▸ **Atividade A**: Segundo o excerto sobre as recomendações da Comissão Técnica Independente, em que data foi entregue o documento?
▸ **Atividade B**: No excerto sobre as recomendações da Comissão Técnica Independente, a frase que começa por "A proposta diz respeito" indica onde ficam as ULS de Cariz Universitário. Enumere todas as cidades e regiões referidas nessa frase.
▸ **Atividade C**: Retome o excerto sobre as recomendações da Comissão Técnica Independente para as Unidades Locais de Saúde a partir da última frase apresentada.

A Comissão Técnica Independente entregou o documento com as suas recomendações a 30 de Janeiro, e esta semana terá havido uma reunião com os dois ministros. Resta agora esperar para saber se o Governo aceita as sugestões entregues pela equipa liderada por Adalberto Campos Fernandes, antigo ministro da Saúde do PS, e por José Fragata, presidente do Conselho Nacional dos Centros Académicos Clínicos e um dos médicos mais destacados na área da transplantação em Portugal, antigo responsável pelo Centro de Referência de Transplante Pulmonar, no Hospital de Santa Marta, em Lisboa.


A proposta diz respeito a nove das 39 Unidades Locais de Saúde (ULS) nomeadamente as de Cariz Universitário, onde entram dois hospitais de Lisboa, dois do Porto, um de Braga, um de Coimbra, um de Aveiro e outros, no Algarve e Beira Interior.

▸ **Linhas apresentadas**:

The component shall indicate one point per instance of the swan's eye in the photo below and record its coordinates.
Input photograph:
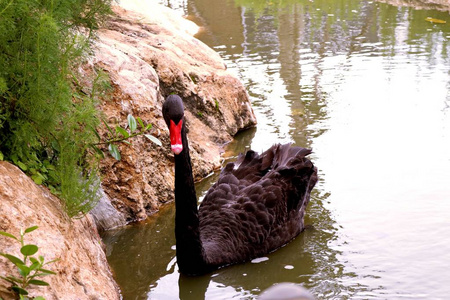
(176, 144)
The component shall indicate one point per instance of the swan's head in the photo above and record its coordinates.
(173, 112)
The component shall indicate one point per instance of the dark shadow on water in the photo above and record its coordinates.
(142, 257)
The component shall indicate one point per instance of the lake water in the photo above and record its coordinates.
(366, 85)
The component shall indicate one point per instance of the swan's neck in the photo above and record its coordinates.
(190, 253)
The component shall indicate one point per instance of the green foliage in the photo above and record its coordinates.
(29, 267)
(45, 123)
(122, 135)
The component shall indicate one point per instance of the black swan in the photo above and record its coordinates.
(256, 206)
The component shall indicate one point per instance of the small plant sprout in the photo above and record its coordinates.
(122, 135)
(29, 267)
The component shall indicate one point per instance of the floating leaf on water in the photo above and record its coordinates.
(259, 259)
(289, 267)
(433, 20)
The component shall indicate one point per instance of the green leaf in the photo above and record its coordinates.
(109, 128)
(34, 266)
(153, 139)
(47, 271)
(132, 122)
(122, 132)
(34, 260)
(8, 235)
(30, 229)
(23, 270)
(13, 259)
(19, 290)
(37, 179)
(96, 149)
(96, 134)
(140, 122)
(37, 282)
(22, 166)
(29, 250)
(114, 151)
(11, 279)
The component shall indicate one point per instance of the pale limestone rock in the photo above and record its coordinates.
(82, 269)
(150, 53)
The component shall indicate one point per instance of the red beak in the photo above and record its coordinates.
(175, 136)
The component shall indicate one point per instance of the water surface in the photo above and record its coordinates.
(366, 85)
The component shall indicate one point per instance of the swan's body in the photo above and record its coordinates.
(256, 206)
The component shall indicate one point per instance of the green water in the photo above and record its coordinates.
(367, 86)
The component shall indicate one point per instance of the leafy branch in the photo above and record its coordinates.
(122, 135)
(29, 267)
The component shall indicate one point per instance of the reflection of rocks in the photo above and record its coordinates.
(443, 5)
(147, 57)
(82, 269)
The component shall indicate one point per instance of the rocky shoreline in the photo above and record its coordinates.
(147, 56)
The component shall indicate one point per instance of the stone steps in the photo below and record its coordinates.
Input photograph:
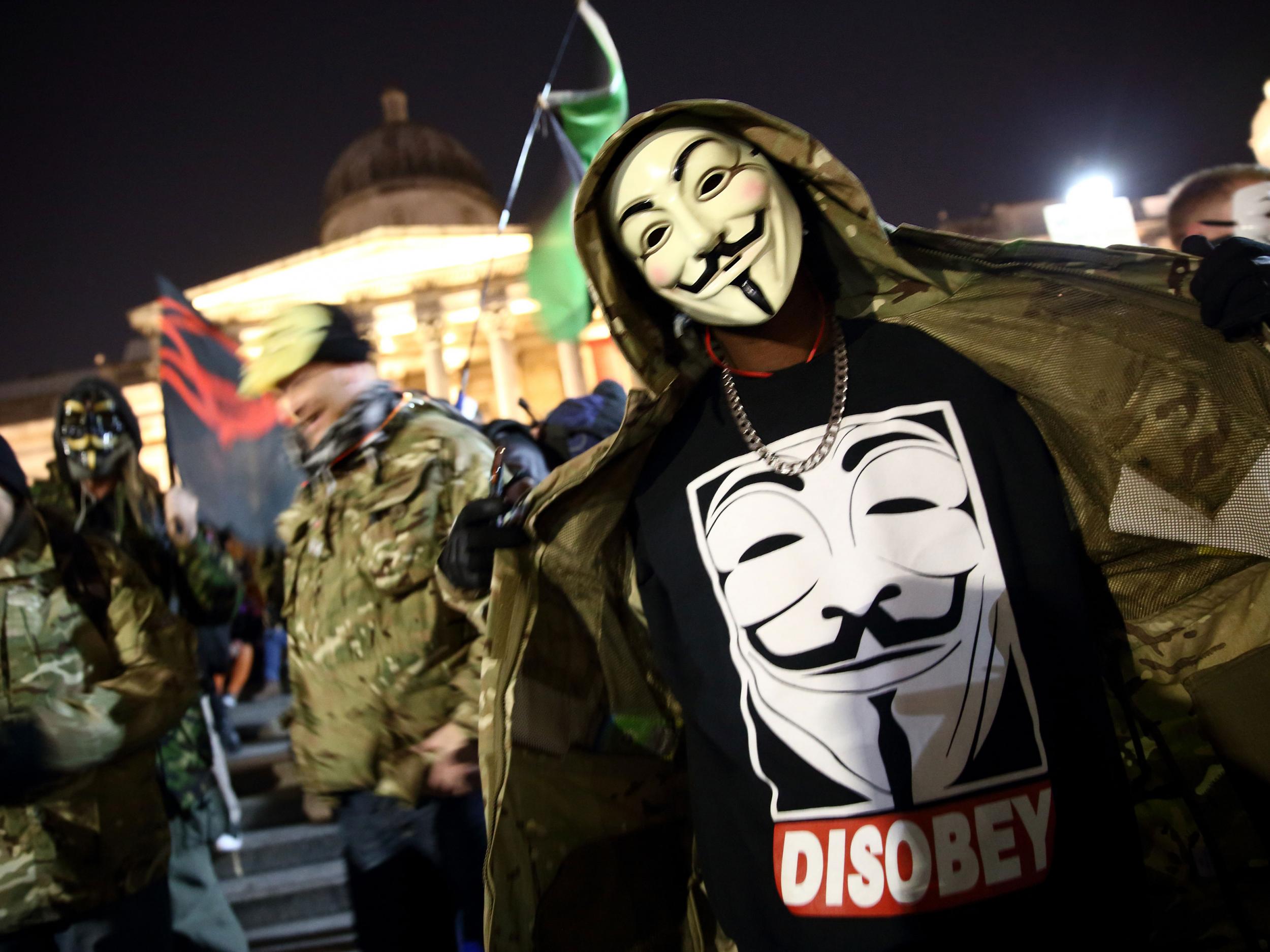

▸ **Resposta A**: A 30 de Janeiro.

▸ **Resposta B**: Lisboa, Porto, Braga, Coimbra, Aveiro, Algarve e Beira Interior.

▸ **Resposta C**:
A Comissão, criada em Setembro de 2024, reuniu um grupo de 18 especialistas, notáveis nas suas áreas, ouviu um vasto leque de parceiros interessados da saúde e visitou centros internacionais para, após ter avaliado o modelo atual de funcionamento das ULS de tipo Universitário, analisar a sua articulação com as instituições de ensino superior e investigação e propor novas estratégias de articulação e funcionamento, em linha com as melhores práticas nacionais e internacionais.


«O que se passa é que os hospitais e as universidades nem sempre se têm alinhado em estratégias comuns para a missão conjunta de prestarem cuidados, ensinarem e investigarem. As universidades por vezes funcionam quase como ‘inquilinas’ nos grandes centros hospitalares, não havendo uniformemente uma estratégia concertada para as missões assistenciais, de ensino e de investigação. Pretende-se agora fazer algo de verdadeiramente revolucionário para Portugal, seguindo o exemplo do que já se pratica há muito em países europeus», diz ao Nascer do SOL um dos médicos envolvidos no documento.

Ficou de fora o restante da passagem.